**Objective:**
Quote the records in full and leave their pictures out.

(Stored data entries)
......

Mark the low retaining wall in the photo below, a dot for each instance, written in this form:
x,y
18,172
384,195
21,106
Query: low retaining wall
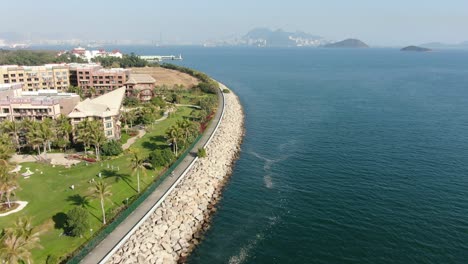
x,y
169,234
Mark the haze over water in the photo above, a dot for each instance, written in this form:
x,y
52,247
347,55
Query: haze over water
x,y
350,156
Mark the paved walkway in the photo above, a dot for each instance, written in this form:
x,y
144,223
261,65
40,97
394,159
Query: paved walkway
x,y
55,159
98,254
142,132
21,206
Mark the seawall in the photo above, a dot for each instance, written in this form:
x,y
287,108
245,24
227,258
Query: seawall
x,y
171,232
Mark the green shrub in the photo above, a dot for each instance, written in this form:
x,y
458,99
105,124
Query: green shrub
x,y
111,148
158,101
161,158
77,221
51,259
201,153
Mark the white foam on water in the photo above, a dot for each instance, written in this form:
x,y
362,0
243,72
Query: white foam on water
x,y
268,181
244,252
284,149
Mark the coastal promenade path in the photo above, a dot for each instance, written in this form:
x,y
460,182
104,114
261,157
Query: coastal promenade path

......

**Exercise output:**
Mark the low retaining wall in the photo below, a dot for each instance, written in this form:
x,y
18,172
384,195
21,106
Query: low retaining wall
x,y
169,234
Mark the haze over water in the photo above, a dot for each instance, written in this form:
x,y
52,247
347,55
Query: haze over water
x,y
350,156
Mark the paved walkway in the photo above, a dot for each instance, written in this form:
x,y
144,223
261,65
40,97
394,159
Query: paved walkway
x,y
55,159
98,254
142,132
21,206
Mark the seawall in the photo above, a dot for each instance, written in this form:
x,y
287,108
245,24
227,258
Query: seawall
x,y
171,232
Mark the green shrub in the photo above, a dot for each instance, written in this form:
x,y
458,99
105,124
Query: green shrub
x,y
111,148
158,101
161,158
77,221
51,259
201,153
Mark the white foam on water in the photo above, a dot for each instance, written in this form:
x,y
362,0
243,72
Query: white foam on water
x,y
268,181
244,252
284,149
Mark the coastal promenade path in the photo above, a dot for each instance, written in this form:
x,y
460,182
104,114
261,157
Query: coastal promenade path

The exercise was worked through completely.